• [Tarefa do exercício A] Filtre os registos e copie cada linha que contenha a palavra "every".

• [Excerto do texto]

★ ★ ★ ★

O capítulo de Peniche do mundial de surf está fechado. Consigo leva centenas de pessoas que cá estiveram, durante duas semanas, a acompanhar os nomes de topo do desporto.

Mas a história não acaba aqui. Quem segue de perto a indústria acredita que os investidores já se aperceberam do potencial deste desporto que, para a economia portuguesa, já vale 400 milhões de euros. E que pode valer muito mais.

Para quem quer investir, o apelo começa logo no facto de o surf não ser uma moda passageira: quem faz, faz para a vida. “Tem uma componente muito importante de lazer, não é só o fator da competição. Quem começa, é surfista para o resto da vida”, diz ao Dinheiro Vivo Artur Ferreira, vice-presidente da Federação Portuguesa de Surf (FPS), numa tarde em que a equipa nacional de bodyboard – modalidade também representada pela FPS – treinava nas ondas de Peniche.

Isso e a enchente de turistas que move têm convencido governo e marcas a investirem milhões na modalidade. Este ano, o plano do Turismo de Portugal para a comunicação de Portugal enquanto destino de surf – que inclui, por exemplo, a presença em etapas como o Rio Pro 2015 ou o apoio ao Moche Rip Curl Pro em Peniche – conta com um investimento de cerca de 650 mil euros. A Câmara de Cascais supera esse montante: entre campeonato do mundo masculino, mundial feminino e eventos como o Surf à Noite e o Capítulo Perfeito, o investimento da Câmara Municipal ronda os 700 mil euros por ano.

Número de empresas ligadas ao surf aumentou mais de 70% em 2014. Foto: Global Imagens

Número de empresas ligadas ao surf aumentou mais de 70% em 2014. Foto: Global Imagens

Feitas as contas, este é um dos investimentos de maior retorno que as autarquias podem fazer. É que, para lá da costa, há toda a economia à volta do mar, que tem evoluído a passo largo. Se, em 2013, as empresas de animação turística ligadas ao surf aumentaram 26%, no ano passado o aumento já era de 71%. Hoje, só das que estão registadas no Turismo de Portugal, há 150 empresas a desenvolver este tipo de atividade.

★ ★ ★ ★

• [Material fornecido]
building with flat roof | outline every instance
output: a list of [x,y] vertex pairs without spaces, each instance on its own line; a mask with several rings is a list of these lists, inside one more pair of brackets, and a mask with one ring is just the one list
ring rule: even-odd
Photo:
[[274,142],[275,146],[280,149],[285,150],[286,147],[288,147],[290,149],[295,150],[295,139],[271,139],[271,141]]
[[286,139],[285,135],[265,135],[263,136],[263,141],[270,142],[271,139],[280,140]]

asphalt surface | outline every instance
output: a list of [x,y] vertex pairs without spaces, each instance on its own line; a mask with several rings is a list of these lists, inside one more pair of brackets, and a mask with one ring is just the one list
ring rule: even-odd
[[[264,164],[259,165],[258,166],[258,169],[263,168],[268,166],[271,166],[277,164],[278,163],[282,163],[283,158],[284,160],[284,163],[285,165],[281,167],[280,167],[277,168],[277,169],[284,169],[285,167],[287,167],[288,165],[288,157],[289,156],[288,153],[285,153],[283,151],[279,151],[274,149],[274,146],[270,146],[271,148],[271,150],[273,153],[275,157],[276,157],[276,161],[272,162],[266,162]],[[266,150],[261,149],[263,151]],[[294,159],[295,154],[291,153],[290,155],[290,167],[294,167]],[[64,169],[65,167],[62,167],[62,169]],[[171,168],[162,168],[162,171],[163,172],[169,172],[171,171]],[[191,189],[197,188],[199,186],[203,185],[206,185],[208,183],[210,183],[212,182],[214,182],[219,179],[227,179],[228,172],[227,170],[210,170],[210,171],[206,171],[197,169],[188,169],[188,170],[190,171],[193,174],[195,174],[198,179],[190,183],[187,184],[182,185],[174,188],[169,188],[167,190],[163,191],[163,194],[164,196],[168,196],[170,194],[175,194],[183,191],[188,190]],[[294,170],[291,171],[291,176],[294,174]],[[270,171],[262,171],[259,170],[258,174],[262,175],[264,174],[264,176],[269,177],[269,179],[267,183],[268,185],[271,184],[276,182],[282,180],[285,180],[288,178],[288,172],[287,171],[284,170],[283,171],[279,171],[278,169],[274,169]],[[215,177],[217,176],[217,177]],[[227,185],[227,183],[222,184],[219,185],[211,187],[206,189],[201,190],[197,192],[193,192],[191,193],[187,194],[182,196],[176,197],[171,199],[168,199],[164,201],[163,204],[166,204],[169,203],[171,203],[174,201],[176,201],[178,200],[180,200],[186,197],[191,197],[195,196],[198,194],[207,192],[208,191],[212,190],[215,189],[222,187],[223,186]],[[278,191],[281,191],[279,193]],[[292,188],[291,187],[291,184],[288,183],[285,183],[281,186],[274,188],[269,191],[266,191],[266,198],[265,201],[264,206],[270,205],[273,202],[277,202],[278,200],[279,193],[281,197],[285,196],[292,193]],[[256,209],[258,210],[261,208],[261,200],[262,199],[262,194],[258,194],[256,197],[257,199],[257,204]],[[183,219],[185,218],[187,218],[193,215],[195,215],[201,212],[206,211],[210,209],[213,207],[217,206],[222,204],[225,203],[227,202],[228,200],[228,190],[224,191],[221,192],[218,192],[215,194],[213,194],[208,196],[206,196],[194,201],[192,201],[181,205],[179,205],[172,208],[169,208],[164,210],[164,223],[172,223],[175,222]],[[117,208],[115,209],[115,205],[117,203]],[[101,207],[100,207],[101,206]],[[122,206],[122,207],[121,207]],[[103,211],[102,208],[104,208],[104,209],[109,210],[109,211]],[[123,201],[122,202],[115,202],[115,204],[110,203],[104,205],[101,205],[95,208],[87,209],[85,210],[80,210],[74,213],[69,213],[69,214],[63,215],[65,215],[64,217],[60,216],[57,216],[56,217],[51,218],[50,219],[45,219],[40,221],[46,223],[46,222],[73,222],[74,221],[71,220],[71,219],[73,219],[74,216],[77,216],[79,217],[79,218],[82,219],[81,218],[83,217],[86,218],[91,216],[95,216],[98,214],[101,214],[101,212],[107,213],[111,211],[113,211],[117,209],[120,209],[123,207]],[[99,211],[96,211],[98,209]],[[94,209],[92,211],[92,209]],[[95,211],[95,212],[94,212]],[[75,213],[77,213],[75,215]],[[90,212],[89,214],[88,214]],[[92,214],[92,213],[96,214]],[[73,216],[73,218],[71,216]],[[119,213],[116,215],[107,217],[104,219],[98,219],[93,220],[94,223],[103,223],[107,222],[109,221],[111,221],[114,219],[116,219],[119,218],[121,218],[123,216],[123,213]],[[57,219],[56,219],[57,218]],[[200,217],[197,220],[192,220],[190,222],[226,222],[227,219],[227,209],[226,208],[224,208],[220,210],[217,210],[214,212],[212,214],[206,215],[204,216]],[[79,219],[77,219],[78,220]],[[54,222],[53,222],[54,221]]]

★ ★ ★ ★

• [Tarefa do exercício B] Indique se cada afirmação concorda com o texto sobre o surf em Portugal, respondendo sim ou não e citando as palavras decisivas do texto. (i) O plano do Turismo de Portugal para promover o país como destino de surf conta com cerca de 650 mil euros. (ii) Em 2013, as empresas de animação turística ligadas ao surf aumentaram 71%. (iii) O investimento da Câmara de Cascais é inferior ao do Turismo de Portugal.

• [Resposta correta A]
building with flat roof | outline every instance
asphalt surface | outline every instance

• [Resposta correta B]
(i) Sim: "conta com um investimento de cerca de 650 mil euros".
(ii) Não: "em 2013, as empresas de animação turística ligadas ao surf aumentaram 26%".
(iii) Não: "A Câmara de Cascais supera esse montante".